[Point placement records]
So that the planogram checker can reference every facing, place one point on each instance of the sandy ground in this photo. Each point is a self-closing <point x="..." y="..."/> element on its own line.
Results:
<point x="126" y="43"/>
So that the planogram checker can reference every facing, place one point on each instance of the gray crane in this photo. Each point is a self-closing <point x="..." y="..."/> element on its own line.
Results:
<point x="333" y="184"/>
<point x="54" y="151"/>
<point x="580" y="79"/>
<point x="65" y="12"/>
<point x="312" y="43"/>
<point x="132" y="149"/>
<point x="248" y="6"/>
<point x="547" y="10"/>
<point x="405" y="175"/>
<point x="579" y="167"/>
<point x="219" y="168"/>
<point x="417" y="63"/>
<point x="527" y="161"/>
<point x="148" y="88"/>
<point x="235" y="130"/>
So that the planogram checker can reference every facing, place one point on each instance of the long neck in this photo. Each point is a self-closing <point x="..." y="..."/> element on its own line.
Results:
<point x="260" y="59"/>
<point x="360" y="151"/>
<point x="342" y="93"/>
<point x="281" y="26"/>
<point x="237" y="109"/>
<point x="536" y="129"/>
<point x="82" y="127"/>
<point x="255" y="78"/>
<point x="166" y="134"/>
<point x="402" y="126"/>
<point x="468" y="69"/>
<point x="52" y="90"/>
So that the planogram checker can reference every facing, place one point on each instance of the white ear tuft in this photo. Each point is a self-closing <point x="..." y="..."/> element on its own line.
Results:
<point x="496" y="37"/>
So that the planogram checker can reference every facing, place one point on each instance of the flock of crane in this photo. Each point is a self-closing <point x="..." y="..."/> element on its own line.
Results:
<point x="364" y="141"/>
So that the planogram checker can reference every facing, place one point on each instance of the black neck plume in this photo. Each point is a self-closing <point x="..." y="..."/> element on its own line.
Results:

TASK DETAILS:
All entries shown above should be printed again exactly.

EXERCISE RESPONSE:
So that the planogram checker can reference every facing, place one point on each instance of the sandy ground in this photo. Each point is a self-closing <point x="..." y="..."/> element on its own line.
Results:
<point x="126" y="43"/>
So that the planogram checker can reference every facing, place one point on each instance of the gray crane in this photo. Each point is a self-closing <point x="..." y="..."/> element on its own line.
Results:
<point x="333" y="184"/>
<point x="54" y="151"/>
<point x="580" y="79"/>
<point x="65" y="12"/>
<point x="312" y="43"/>
<point x="132" y="149"/>
<point x="248" y="6"/>
<point x="547" y="10"/>
<point x="405" y="175"/>
<point x="579" y="167"/>
<point x="219" y="168"/>
<point x="417" y="63"/>
<point x="527" y="161"/>
<point x="148" y="88"/>
<point x="235" y="130"/>
So that the planogram checker can reference every facing, place one point on each instance of the long neck in this photo. Each point is a self-closing <point x="..." y="..."/> element on its own line.
Results:
<point x="260" y="59"/>
<point x="360" y="151"/>
<point x="342" y="93"/>
<point x="281" y="26"/>
<point x="237" y="109"/>
<point x="536" y="129"/>
<point x="82" y="127"/>
<point x="255" y="78"/>
<point x="166" y="134"/>
<point x="402" y="126"/>
<point x="468" y="69"/>
<point x="52" y="90"/>
So that the planogram checker can reference every facing, place one point on each instance of the white ear tuft in this photo. Each point is a self-closing <point x="..." y="..."/> element on its own line.
Results:
<point x="496" y="37"/>
So that the planogram checker can reference every facing, place one point on each instance of the flock of crane in this photo. Each point is a self-closing <point x="..." y="..."/> element on its own line.
Results:
<point x="364" y="141"/>
So that the planogram checker can reference every facing, place one point on each instance of the black neck plume in this photo. Each point is a self-closing <point x="..." y="..."/> element on its own line.
Results:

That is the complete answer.